- Task requirements
Go through the records and extract every line with the word "cabinet".

- Study material
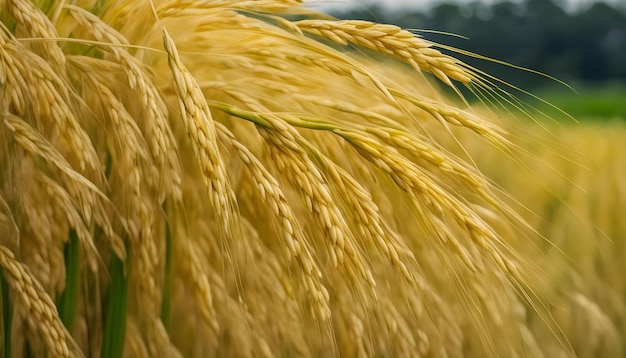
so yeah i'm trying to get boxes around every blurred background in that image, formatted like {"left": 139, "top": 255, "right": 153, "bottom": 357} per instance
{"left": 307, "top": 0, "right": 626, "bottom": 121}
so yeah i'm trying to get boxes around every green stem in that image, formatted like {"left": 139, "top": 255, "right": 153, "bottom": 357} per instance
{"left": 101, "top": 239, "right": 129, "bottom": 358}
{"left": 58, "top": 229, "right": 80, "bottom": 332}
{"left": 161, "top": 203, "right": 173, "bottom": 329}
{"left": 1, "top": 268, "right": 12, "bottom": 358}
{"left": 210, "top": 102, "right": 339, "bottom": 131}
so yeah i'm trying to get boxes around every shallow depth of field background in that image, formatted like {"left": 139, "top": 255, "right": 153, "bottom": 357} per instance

...

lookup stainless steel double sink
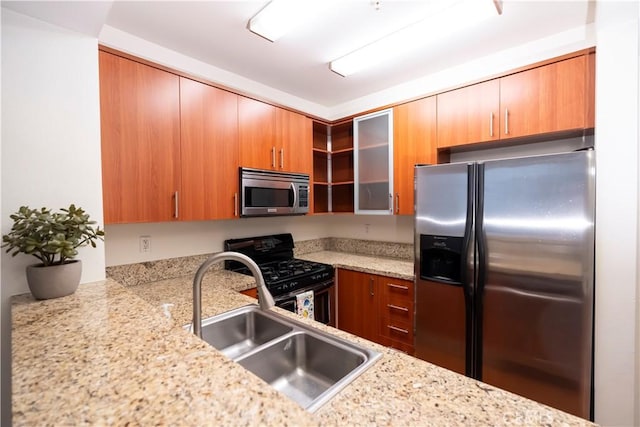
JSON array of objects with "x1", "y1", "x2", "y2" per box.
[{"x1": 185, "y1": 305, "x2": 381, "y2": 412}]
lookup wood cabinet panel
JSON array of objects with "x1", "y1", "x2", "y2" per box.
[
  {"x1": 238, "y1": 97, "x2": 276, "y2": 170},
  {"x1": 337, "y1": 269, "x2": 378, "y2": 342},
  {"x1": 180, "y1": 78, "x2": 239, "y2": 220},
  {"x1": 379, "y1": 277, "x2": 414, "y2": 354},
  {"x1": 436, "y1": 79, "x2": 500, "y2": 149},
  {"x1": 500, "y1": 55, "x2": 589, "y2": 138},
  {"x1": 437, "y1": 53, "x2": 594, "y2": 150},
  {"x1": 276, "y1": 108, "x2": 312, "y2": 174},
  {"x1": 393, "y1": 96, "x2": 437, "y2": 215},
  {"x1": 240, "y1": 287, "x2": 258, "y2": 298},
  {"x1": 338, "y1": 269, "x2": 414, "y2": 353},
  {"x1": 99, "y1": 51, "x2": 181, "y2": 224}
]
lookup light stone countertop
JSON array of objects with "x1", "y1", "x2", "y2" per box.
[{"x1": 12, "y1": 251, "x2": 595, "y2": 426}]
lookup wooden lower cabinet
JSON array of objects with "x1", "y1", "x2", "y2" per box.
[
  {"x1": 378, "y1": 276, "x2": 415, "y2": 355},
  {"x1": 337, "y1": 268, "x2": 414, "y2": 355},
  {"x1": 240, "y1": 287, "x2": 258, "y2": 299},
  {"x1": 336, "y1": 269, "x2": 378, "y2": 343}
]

...

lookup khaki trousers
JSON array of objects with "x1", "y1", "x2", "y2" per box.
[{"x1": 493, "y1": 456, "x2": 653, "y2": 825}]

- Response
lookup wood cabinet panel
lookup wooden lower cabinet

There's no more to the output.